-- Direction --
In the guitar review, what wood is the Apollo 3's top made of?

-- Document segment --
++++++++++++++++++++

Freshman founder Sean Kelly makes a good case for the Apollo 3’s price tag. "We don’t allow second-best," says the Glaswegian luthier. "Everything is done under my design and I source the woods myself, haggling hard to get premium quality tonewoods… The top is solid AA-grade sitka selected spruce. There are a lot of guitars out there; we have to be better."
It’s not the biggest name, nor much to look at, but the Apollo starts impressing from the moment you strum it unplugged. There’s a gorgeous balance to the tone: a rolling, clear, characterful voice that you’d happily play without the embellishment of amp or effects, with spruce bite and organic mahogany warmth combining to remind you that this thing used to be a tree.
Alongside a manageable neck and effortless fingerboard, it’s enough to make you forget about the pretty bulky body (and slightly untidy nut). The best news? Plugged in, it’s exactly the same - only louder.

++++++++++++++++++++

-- Source data --
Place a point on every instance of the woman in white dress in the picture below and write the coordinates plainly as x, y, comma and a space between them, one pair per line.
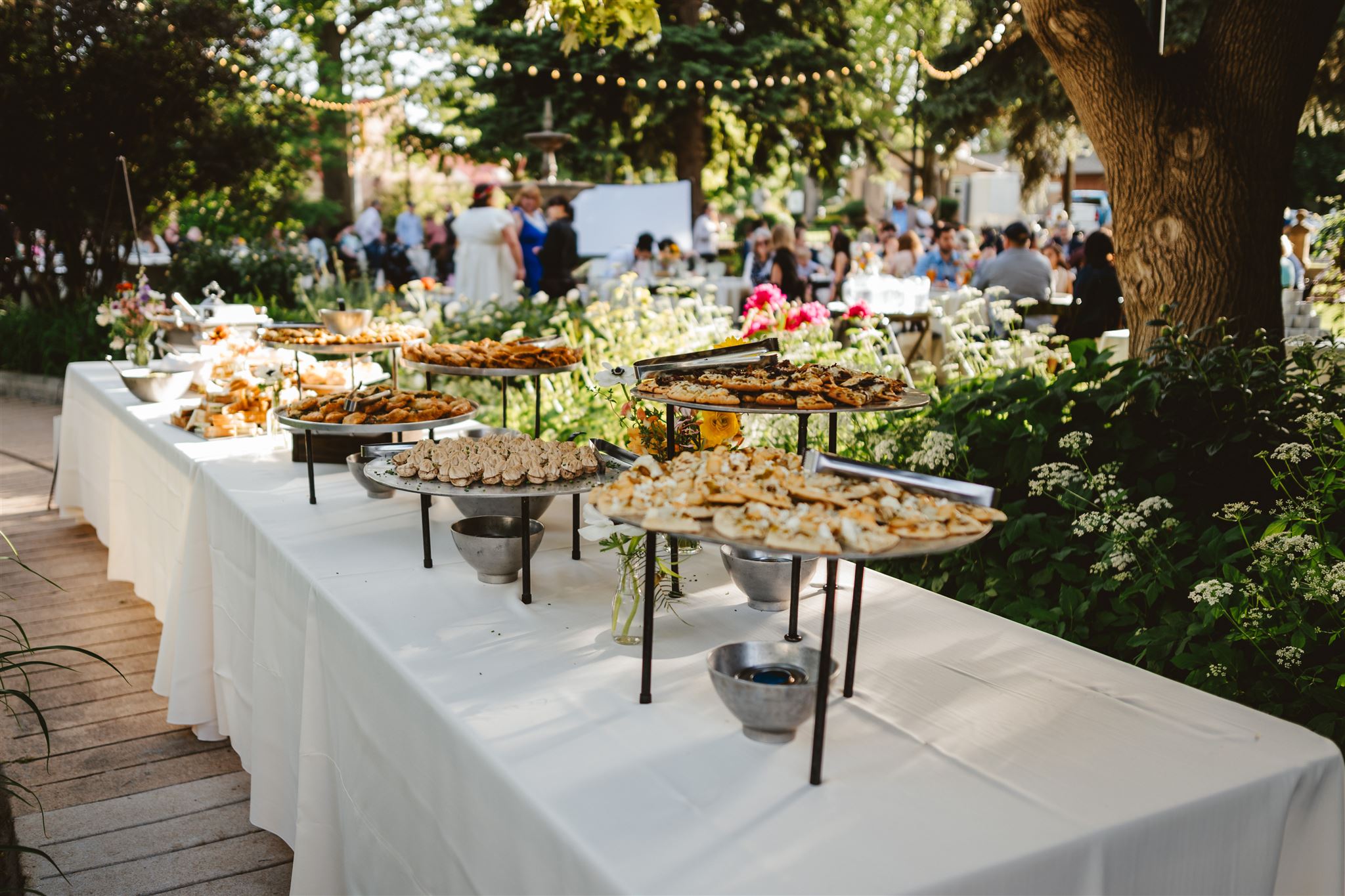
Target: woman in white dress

++++++++++++++++++++

-- Answer to the task --
Solid AA-grade sitka selected spruce.